What to work on —
The result should be the lines from the one that contains "red tomato, imagine" to the final line of the entries below, copied exactly and with no pictures.

Data for analysis —
*** Begin section ***
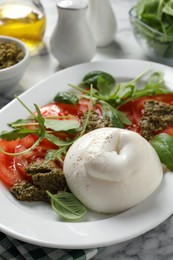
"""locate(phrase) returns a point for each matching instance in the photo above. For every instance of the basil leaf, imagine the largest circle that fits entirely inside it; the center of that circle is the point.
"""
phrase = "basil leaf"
(104, 87)
(66, 97)
(67, 205)
(56, 140)
(156, 78)
(40, 120)
(61, 125)
(56, 154)
(163, 145)
(117, 118)
(16, 133)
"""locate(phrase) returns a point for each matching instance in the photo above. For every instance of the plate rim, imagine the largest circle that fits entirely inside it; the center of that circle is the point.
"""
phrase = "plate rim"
(85, 244)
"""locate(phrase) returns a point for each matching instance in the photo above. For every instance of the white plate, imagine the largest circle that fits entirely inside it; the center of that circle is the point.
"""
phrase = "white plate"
(36, 222)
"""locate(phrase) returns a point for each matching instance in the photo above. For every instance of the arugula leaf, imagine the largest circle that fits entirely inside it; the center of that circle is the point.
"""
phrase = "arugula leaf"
(57, 154)
(62, 125)
(16, 133)
(158, 14)
(67, 205)
(117, 118)
(163, 145)
(66, 97)
(56, 140)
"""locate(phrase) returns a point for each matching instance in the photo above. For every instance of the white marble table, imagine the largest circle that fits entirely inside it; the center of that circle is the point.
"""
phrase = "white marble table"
(157, 243)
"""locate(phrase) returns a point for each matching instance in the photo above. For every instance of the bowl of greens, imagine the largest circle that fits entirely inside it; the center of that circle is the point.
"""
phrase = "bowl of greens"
(152, 24)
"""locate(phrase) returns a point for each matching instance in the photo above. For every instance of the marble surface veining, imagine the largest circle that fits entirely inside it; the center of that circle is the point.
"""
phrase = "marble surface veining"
(156, 244)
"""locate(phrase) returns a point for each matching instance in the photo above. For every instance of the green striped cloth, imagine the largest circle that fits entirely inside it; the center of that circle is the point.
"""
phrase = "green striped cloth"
(13, 249)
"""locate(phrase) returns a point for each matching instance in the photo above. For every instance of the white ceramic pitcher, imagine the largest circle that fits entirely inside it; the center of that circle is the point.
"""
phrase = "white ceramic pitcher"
(72, 41)
(102, 21)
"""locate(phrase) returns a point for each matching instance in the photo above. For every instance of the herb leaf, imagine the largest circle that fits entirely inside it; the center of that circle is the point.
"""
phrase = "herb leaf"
(67, 205)
(16, 133)
(163, 144)
(61, 125)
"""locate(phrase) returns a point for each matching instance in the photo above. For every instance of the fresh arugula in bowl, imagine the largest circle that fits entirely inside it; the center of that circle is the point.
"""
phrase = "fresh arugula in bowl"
(152, 22)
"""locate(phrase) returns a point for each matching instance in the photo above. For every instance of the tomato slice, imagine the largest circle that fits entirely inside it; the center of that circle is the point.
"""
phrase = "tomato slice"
(35, 155)
(9, 174)
(134, 111)
(12, 168)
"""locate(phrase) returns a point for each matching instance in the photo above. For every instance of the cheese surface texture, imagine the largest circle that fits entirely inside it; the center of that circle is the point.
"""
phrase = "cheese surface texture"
(111, 170)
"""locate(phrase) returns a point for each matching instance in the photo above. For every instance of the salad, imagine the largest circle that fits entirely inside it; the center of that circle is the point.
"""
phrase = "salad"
(32, 153)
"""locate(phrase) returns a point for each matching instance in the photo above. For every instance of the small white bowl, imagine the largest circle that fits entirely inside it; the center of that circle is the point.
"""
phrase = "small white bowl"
(10, 76)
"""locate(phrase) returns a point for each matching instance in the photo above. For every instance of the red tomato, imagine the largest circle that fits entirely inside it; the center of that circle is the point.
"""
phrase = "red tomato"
(35, 155)
(62, 109)
(8, 172)
(134, 110)
(12, 168)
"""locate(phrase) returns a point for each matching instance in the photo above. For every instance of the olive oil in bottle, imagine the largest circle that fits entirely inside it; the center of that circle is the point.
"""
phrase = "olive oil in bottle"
(23, 20)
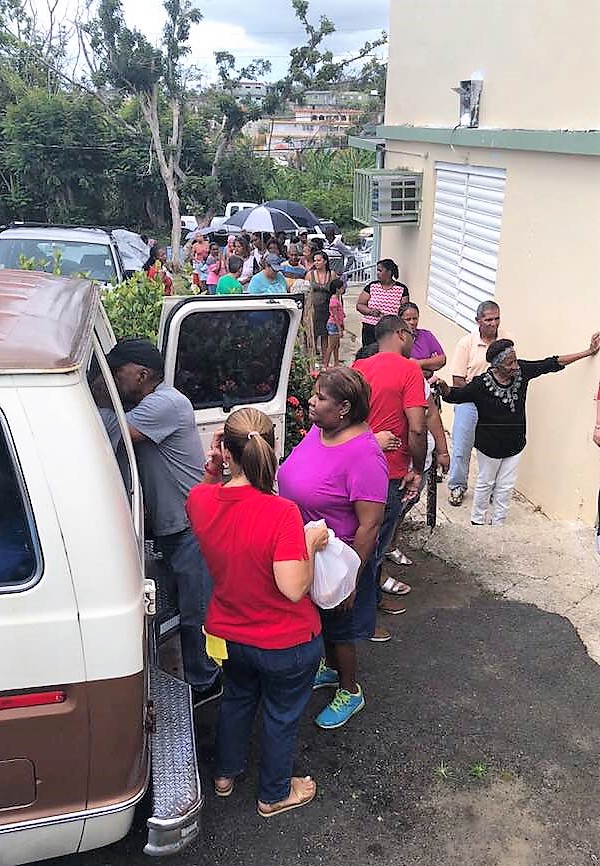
*** End section ***
Solved exercise —
"""locate(phrase) returns a point for each matching instance in the photo above. For every instance of the red tomato, imagine the largest circle that fits entirely inside it; the center of that circle is the point.
"""
phrase = "red tomato"
(35, 155)
(62, 109)
(8, 172)
(134, 110)
(12, 168)
"""locate(phrase) returns a point for each matching instance in the photo above. For every instance of the olive oil in bottle, imagine the largest circle that fits entirely inside it; the center of that circle is the point.
"""
phrase = "olive oil in bottle"
(23, 20)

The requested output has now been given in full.